Retype precisely the section of the data that starts at the line containing "Annotate each instance of the person's" and runs to its final line, ends included.

_Materials provided_
***

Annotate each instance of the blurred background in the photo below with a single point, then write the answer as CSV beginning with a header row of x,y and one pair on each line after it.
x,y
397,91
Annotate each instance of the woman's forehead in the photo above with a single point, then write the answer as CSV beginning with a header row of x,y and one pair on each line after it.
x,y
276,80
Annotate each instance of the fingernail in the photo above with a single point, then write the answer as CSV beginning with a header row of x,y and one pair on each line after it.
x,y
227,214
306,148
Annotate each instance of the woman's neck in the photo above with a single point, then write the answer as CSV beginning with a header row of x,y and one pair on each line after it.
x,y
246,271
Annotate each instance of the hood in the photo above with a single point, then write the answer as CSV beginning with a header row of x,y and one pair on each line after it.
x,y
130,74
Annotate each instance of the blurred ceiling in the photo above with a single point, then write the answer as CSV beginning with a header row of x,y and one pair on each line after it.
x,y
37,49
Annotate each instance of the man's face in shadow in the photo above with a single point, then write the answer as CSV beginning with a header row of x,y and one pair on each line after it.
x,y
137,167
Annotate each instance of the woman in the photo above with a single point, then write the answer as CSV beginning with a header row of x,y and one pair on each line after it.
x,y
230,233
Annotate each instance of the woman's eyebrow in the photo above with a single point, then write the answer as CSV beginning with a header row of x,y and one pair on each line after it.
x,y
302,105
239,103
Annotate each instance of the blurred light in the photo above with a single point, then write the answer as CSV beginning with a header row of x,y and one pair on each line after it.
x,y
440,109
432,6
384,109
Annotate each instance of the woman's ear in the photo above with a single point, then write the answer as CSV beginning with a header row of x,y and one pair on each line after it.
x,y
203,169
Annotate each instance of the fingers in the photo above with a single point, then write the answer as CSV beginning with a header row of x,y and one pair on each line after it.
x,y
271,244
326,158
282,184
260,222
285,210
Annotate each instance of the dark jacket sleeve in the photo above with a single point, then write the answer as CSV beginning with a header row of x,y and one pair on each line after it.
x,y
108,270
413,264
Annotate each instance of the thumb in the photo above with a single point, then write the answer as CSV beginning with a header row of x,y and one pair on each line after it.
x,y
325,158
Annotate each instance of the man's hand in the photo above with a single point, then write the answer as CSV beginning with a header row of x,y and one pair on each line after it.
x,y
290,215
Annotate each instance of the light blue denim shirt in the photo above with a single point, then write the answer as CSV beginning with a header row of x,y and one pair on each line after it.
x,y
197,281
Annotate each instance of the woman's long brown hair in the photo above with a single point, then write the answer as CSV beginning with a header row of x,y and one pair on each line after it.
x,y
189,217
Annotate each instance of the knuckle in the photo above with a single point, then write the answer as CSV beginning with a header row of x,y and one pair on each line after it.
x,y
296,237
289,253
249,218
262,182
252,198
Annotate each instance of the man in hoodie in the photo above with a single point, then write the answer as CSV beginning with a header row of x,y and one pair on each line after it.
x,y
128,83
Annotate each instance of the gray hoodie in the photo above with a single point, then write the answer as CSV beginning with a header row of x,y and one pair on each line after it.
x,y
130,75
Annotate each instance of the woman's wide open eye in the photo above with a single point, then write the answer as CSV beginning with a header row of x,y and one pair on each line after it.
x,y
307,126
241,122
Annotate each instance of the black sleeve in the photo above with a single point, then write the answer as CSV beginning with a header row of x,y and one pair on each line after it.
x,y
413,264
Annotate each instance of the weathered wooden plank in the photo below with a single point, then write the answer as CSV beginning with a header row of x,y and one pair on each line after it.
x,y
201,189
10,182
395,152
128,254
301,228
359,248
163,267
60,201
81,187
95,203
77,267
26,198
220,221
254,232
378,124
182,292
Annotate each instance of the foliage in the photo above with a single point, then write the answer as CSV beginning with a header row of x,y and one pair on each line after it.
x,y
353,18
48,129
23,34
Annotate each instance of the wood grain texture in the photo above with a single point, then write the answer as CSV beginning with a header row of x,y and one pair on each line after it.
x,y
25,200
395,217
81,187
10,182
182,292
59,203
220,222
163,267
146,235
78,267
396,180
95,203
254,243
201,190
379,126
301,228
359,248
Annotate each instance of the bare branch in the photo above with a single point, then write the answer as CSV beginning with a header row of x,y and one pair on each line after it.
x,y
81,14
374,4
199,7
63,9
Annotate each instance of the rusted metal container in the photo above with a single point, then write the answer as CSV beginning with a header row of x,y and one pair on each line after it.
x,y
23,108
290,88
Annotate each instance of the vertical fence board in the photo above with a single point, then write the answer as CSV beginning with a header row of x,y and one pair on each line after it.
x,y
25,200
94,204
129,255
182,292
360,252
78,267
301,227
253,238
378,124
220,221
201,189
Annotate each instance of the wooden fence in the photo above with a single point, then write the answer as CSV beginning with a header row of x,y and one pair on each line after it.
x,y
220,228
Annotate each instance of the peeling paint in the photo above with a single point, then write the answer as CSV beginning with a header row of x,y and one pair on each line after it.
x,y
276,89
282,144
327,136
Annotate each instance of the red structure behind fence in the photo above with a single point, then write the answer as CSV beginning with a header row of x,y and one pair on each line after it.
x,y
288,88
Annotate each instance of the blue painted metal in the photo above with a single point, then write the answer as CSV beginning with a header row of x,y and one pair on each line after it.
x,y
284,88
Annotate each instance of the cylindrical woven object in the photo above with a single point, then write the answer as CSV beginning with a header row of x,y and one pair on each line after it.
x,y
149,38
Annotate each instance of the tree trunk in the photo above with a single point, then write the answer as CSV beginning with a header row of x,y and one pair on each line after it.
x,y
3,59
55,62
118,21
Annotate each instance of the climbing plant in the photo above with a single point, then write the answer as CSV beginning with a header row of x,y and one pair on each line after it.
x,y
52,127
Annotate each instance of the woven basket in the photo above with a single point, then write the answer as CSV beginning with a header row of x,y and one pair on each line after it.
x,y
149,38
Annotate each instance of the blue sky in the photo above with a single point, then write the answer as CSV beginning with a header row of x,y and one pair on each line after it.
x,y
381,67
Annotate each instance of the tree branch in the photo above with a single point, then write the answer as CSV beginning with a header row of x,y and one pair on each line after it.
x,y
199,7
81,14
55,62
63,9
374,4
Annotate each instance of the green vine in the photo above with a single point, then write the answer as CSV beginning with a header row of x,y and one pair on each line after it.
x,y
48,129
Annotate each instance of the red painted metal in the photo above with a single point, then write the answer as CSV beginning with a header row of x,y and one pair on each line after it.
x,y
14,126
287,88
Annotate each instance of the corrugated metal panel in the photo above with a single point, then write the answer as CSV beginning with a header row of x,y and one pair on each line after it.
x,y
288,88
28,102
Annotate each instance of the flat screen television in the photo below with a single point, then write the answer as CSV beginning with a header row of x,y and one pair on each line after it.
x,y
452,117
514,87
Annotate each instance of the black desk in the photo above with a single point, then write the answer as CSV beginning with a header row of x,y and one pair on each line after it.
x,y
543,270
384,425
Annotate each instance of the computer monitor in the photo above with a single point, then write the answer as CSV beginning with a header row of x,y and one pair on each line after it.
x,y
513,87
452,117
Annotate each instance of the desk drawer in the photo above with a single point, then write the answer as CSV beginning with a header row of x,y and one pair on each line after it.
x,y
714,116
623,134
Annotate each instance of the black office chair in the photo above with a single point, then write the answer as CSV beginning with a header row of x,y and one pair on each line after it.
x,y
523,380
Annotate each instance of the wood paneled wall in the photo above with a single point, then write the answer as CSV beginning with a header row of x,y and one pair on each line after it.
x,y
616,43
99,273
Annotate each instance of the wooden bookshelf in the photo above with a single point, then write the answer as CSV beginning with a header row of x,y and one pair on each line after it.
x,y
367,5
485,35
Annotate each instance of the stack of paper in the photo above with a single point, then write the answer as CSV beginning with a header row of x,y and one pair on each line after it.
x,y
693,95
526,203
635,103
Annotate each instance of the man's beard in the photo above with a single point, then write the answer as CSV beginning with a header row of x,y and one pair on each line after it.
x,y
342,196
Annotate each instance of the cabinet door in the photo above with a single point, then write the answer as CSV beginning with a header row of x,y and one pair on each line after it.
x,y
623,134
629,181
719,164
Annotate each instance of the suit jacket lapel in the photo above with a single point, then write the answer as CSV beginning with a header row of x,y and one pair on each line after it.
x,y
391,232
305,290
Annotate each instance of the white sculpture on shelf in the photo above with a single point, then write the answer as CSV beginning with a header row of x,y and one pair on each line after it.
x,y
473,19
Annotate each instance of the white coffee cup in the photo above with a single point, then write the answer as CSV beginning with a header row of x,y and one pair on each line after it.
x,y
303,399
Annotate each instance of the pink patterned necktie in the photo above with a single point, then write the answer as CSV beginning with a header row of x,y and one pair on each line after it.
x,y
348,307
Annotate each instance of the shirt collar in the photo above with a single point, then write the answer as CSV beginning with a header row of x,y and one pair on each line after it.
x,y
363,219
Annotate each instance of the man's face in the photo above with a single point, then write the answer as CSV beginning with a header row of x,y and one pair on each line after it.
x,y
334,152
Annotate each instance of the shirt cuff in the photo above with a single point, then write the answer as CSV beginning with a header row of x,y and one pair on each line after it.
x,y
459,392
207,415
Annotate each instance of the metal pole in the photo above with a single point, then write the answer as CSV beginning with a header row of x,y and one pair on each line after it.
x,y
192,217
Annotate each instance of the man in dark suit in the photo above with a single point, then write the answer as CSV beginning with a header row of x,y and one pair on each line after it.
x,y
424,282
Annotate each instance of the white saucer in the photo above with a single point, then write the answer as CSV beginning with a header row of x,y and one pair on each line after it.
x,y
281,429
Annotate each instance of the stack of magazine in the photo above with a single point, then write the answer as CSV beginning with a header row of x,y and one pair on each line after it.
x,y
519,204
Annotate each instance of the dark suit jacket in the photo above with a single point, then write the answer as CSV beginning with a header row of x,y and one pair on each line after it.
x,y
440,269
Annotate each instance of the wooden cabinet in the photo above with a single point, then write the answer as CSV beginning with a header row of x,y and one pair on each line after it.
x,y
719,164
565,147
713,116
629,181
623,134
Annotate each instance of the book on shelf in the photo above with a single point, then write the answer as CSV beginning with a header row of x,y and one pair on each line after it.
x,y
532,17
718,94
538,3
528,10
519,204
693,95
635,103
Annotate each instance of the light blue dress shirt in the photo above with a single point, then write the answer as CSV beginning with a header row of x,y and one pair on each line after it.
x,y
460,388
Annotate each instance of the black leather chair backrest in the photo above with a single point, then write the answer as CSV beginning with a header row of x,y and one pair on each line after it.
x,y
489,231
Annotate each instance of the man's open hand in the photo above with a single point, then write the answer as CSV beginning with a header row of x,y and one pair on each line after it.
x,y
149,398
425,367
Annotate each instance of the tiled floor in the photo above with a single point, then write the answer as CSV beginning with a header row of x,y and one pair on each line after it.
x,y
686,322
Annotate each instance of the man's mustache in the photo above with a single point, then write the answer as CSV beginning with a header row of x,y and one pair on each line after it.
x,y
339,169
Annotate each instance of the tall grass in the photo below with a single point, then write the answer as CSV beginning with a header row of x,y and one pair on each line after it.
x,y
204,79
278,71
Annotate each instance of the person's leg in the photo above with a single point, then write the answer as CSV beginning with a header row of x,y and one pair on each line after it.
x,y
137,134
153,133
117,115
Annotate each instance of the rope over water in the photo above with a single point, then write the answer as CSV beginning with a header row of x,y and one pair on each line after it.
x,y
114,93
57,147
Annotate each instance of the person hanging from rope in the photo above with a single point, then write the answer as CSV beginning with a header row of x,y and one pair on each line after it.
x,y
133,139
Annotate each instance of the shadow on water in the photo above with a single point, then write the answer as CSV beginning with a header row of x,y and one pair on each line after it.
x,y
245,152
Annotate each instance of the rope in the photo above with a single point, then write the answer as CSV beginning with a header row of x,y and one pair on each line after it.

***

_Task solution_
Annotate each instance of the person's leg in the photo above with a single point, then write the answer as CSV beginning with a header row of x,y and one pair on each line after it.
x,y
137,134
153,133
117,115
Annotate each instance of the rope over water in the photo above with a single point, then write the answer as CSV beginning with a header row of x,y and one pair on each line after it.
x,y
114,93
57,147
Annotate each instance of the person hanging from rope in the photo above with a single point, then write the answer as CSV beginning with a header row of x,y and one pair on each line after it.
x,y
133,139
Annotate each instance of the shadow on water in the photo above with a single point, then write the answer as CSV beginning with a header row of x,y and one pair on each line after it.
x,y
245,152
Annotate each instance of the rope in the photo above with a single point, then write the answer as CSV beginning with a header row of x,y and one pair on each line after it.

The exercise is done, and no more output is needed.